» Your goal:
Return all of the following entries as written, but without the images.
───── Records provided
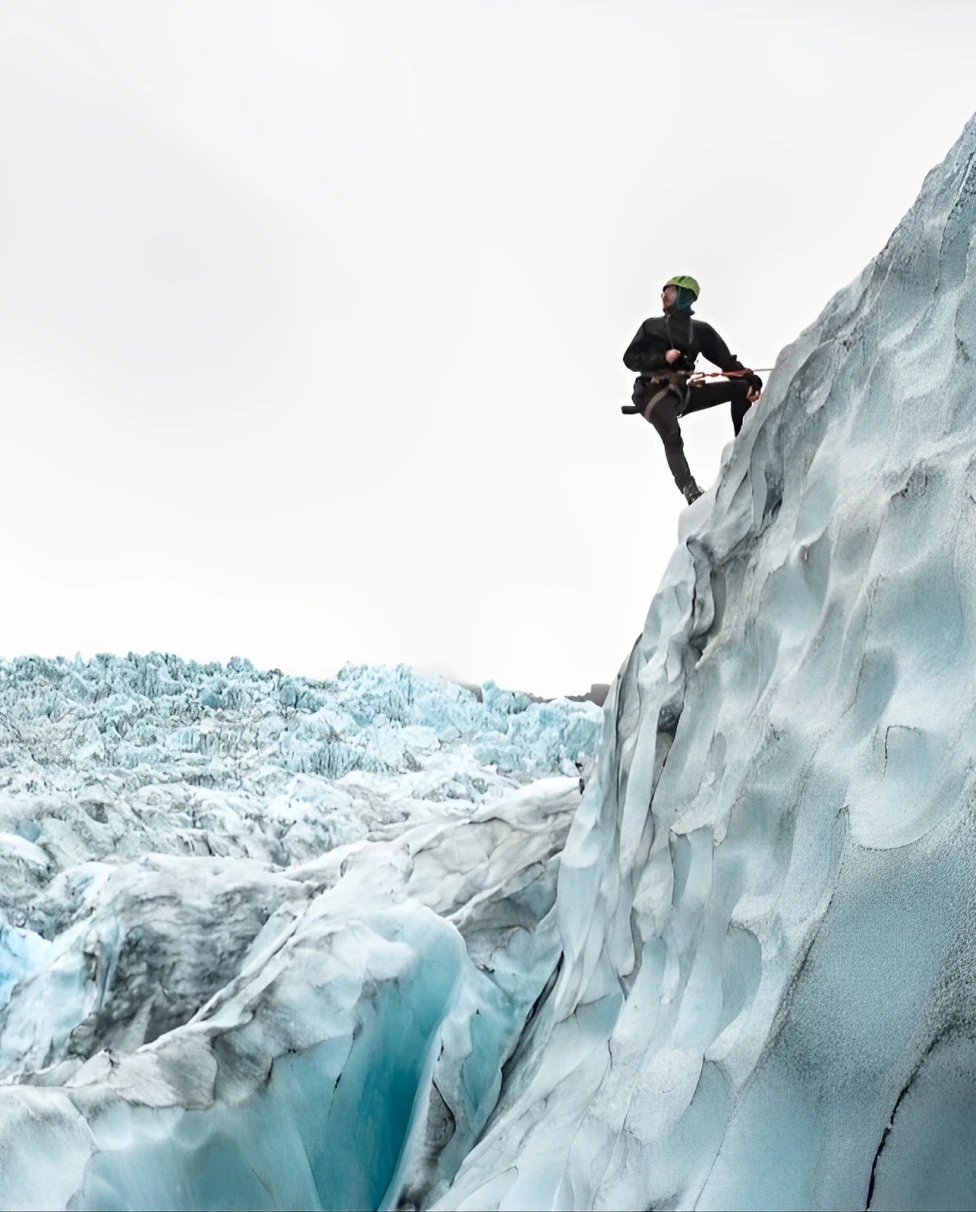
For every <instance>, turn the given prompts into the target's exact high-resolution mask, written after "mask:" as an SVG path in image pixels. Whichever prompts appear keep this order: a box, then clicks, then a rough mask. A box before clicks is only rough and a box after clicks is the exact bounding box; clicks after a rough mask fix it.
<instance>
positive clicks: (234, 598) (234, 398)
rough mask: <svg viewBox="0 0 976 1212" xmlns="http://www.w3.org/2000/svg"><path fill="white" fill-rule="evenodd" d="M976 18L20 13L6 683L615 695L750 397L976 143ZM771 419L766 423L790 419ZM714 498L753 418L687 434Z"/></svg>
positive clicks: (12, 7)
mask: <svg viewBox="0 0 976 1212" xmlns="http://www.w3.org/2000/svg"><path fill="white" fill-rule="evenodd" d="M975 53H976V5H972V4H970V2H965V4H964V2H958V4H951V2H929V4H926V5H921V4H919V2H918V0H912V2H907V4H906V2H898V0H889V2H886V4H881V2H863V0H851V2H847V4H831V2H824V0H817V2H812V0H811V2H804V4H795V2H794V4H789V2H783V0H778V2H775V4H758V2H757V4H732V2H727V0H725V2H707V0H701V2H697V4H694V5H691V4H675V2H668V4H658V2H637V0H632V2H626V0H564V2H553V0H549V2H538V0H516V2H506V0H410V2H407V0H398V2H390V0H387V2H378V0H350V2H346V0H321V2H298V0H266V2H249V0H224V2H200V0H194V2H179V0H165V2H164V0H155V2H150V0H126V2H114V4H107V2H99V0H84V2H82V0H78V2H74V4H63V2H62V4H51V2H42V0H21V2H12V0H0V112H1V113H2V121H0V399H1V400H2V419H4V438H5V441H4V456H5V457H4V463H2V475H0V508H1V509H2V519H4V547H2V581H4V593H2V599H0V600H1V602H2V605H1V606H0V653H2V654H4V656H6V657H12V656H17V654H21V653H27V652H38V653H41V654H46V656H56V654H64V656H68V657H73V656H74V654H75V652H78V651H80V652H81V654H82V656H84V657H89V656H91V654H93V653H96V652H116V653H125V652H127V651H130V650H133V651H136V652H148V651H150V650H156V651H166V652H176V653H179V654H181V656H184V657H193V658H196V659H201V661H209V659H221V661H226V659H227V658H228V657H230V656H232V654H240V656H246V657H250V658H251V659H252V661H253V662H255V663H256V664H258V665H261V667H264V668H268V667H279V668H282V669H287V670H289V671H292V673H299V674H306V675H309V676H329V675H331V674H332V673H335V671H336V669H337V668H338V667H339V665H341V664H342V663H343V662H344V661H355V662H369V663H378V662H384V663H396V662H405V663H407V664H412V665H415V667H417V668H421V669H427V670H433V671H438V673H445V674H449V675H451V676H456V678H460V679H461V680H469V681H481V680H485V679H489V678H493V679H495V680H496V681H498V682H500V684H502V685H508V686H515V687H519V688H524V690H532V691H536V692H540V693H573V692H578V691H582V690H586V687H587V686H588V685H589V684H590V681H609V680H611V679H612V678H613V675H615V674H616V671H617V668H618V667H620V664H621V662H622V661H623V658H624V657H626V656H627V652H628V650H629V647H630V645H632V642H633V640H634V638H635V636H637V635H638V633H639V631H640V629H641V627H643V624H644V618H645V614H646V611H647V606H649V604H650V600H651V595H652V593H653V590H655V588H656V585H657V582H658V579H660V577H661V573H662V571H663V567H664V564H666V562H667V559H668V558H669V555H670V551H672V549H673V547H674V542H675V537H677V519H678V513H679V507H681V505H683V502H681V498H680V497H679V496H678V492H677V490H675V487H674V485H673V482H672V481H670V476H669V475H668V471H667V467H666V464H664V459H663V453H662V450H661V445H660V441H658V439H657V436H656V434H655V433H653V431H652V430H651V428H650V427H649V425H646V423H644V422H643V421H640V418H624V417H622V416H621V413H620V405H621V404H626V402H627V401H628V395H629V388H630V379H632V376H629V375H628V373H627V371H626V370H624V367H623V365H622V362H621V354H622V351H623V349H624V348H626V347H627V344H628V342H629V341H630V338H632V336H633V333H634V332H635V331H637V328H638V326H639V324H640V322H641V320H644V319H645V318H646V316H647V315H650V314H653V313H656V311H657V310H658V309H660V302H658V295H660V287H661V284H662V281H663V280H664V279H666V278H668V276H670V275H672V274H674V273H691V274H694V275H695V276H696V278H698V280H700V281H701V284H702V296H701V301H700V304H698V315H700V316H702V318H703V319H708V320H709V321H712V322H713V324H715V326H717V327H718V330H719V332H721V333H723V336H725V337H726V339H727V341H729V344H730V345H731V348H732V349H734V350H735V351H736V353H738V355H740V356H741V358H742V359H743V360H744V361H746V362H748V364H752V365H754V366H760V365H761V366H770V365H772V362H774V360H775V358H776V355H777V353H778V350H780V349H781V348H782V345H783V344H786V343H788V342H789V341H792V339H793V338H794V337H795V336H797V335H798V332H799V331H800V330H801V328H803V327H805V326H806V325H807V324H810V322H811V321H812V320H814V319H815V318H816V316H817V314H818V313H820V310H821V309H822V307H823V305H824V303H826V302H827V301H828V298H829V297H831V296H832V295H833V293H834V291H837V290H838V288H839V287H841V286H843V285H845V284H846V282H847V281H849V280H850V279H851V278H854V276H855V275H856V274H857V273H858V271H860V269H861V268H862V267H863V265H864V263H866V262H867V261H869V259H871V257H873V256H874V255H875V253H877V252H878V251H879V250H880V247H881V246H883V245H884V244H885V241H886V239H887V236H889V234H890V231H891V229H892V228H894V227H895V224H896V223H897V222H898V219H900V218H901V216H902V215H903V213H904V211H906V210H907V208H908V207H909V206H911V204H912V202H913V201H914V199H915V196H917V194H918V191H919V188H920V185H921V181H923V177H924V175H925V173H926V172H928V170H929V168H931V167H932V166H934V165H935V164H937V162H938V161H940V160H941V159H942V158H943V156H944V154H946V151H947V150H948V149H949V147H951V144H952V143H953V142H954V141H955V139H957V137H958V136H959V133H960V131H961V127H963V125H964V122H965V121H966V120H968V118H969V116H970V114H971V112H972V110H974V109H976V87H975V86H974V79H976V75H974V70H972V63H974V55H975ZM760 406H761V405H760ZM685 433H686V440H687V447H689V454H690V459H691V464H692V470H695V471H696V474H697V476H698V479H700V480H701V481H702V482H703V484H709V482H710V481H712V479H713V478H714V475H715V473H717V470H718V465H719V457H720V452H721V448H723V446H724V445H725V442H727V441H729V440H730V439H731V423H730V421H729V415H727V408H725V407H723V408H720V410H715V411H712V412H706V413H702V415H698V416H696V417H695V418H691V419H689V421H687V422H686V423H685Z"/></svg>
──────────
» Response:
For every <instance>, turn the given prompts into the target's exact high-resolution mask, written after "mask:" as an SVG path in image pixels. Whichever prompts appear keep this order: a box, then clicks, then a rough mask. A box before clicks is only rough and a box after clicks is the exact bounding box; clicks after a rough mask fix it.
<instance>
positive clicks: (234, 598) (234, 398)
rough mask: <svg viewBox="0 0 976 1212" xmlns="http://www.w3.org/2000/svg"><path fill="white" fill-rule="evenodd" d="M976 18L20 13L6 683L615 695L750 397L976 143ZM771 419L766 423L790 419ZM714 498L753 418L687 434Z"/></svg>
positive clicks: (12, 7)
mask: <svg viewBox="0 0 976 1212" xmlns="http://www.w3.org/2000/svg"><path fill="white" fill-rule="evenodd" d="M975 53H976V5H972V4H970V2H965V4H964V2H958V4H951V2H929V4H926V5H921V4H919V2H918V0H912V2H907V4H906V2H898V0H889V2H886V4H881V2H863V0H851V2H847V4H831V2H824V0H817V2H812V0H811V2H804V4H795V2H794V4H789V2H783V0H778V2H775V4H758V2H757V4H732V2H727V0H725V2H707V0H701V2H697V4H694V5H691V4H675V2H668V4H658V2H637V0H632V2H626V0H564V2H553V0H549V2H538V0H516V2H506V0H410V2H407V0H398V2H390V0H387V2H378V0H350V2H346V0H321V2H298V0H266V2H249V0H224V2H200V0H194V2H179V0H165V2H164V0H155V2H150V0H126V2H114V4H107V2H99V0H84V2H82V0H78V2H74V4H63V2H62V4H51V2H42V0H21V2H12V0H0V112H1V113H2V121H0V399H1V400H2V419H4V438H5V441H4V456H5V457H4V463H2V475H0V508H1V509H2V519H4V547H2V581H4V593H2V599H0V600H1V602H2V605H1V606H0V653H2V654H4V656H6V657H12V656H17V654H21V653H27V652H38V653H41V654H46V656H56V654H64V656H68V657H73V656H74V654H75V652H78V651H80V652H81V654H82V656H84V657H89V656H91V654H93V653H96V652H116V653H125V652H127V651H130V650H133V651H136V652H148V651H150V650H156V651H166V652H176V653H179V654H181V656H184V657H193V658H196V659H201V661H209V659H221V661H226V659H227V658H228V657H230V656H232V654H240V656H246V657H250V658H251V659H252V661H253V662H255V663H256V664H258V665H261V667H264V668H268V667H279V668H282V669H287V670H289V671H292V673H299V674H306V675H309V676H329V675H331V674H332V673H335V671H336V669H337V668H338V667H339V665H341V664H342V663H343V662H344V661H355V662H369V663H378V662H384V663H396V662H405V663H407V664H412V665H415V667H417V668H421V669H427V670H433V671H438V673H445V674H449V675H451V676H456V678H460V679H461V680H469V681H481V680H485V679H489V678H493V679H495V680H496V681H498V682H500V684H502V685H508V686H515V687H519V688H524V690H532V691H536V692H540V693H573V692H578V691H582V690H586V687H587V686H588V685H589V684H590V681H609V680H611V679H612V678H613V675H615V674H616V671H617V668H618V667H620V664H621V662H622V661H623V658H624V657H626V656H627V652H628V650H629V647H630V645H632V642H633V640H634V638H635V636H637V635H638V633H639V631H640V629H641V627H643V624H644V618H645V614H646V611H647V606H649V604H650V600H651V595H652V593H653V590H655V588H656V585H657V582H658V579H660V577H661V573H662V571H663V567H664V564H666V562H667V559H668V558H669V555H670V551H672V549H673V547H674V542H675V537H677V519H678V513H679V507H681V505H683V502H681V498H680V497H679V496H678V492H677V490H675V487H674V485H673V482H672V481H670V476H669V475H668V471H667V467H666V464H664V459H663V453H662V450H661V445H660V441H658V439H657V436H656V434H655V433H653V431H652V430H651V428H650V427H649V425H646V423H644V422H643V421H640V418H624V417H622V416H621V413H620V405H621V404H626V402H627V401H628V395H629V388H630V379H632V376H629V375H628V373H627V371H626V370H624V367H623V365H622V362H621V354H622V351H623V349H624V348H626V347H627V344H628V342H629V341H630V338H632V336H633V333H634V332H635V331H637V328H638V326H639V324H640V322H641V320H644V319H645V318H646V316H647V315H650V314H653V313H656V311H657V310H658V309H660V302H658V295H660V287H661V284H662V281H663V280H664V279H666V278H668V276H670V275H672V274H674V273H691V274H694V275H695V276H696V278H698V280H700V281H701V284H702V296H701V301H700V304H698V315H700V316H702V318H703V319H708V320H709V321H712V322H713V324H715V326H717V327H718V330H719V332H721V333H723V336H725V337H726V339H727V341H729V344H730V345H731V348H732V349H734V350H735V351H736V353H738V355H740V356H741V358H742V359H743V360H744V361H746V362H748V364H752V365H754V366H760V365H761V366H770V365H772V362H774V360H775V358H776V355H777V353H778V350H780V349H781V348H782V345H783V344H786V343H788V342H789V341H792V339H793V338H794V337H795V336H797V335H798V332H799V331H800V330H801V328H803V327H805V326H806V325H807V324H810V322H811V321H812V320H814V319H815V318H816V316H817V314H818V313H820V310H821V309H822V307H823V305H824V303H826V302H827V301H828V298H829V297H831V296H832V295H833V293H834V291H837V290H838V288H839V287H841V286H843V285H845V284H846V282H847V281H849V280H850V279H851V278H854V276H855V275H856V274H857V273H858V271H860V269H861V268H862V267H863V265H864V263H866V262H867V261H869V259H871V257H873V256H874V255H875V253H877V252H878V251H879V250H880V247H881V246H883V245H884V244H885V241H886V239H887V236H889V234H890V231H891V229H892V228H894V227H895V224H896V223H897V222H898V219H900V218H901V216H902V215H903V213H904V211H906V210H907V208H908V207H909V206H911V204H912V202H913V201H914V199H915V196H917V194H918V191H919V188H920V185H921V181H923V177H924V175H925V173H926V172H928V170H929V168H931V167H932V166H934V165H935V164H937V162H938V161H940V160H941V159H942V158H943V156H944V154H946V151H947V150H948V149H949V147H951V144H952V143H953V142H954V141H955V139H957V137H958V136H959V133H960V131H961V127H963V125H964V122H965V121H966V120H968V118H969V116H970V114H971V112H972V110H974V109H976V87H975V86H974V79H976V75H974V70H972V63H974V55H975ZM760 406H761V405H760ZM685 433H686V440H687V447H689V454H690V459H691V464H692V470H695V471H696V474H697V476H698V479H700V480H701V481H702V482H703V484H709V482H710V481H712V479H713V478H714V475H715V473H717V470H718V465H719V457H720V452H721V448H723V446H724V445H725V442H727V441H729V440H730V439H731V423H730V421H729V415H727V408H725V407H723V408H720V410H715V411H712V412H706V413H702V415H698V416H696V417H695V418H691V419H689V421H687V422H686V423H685Z"/></svg>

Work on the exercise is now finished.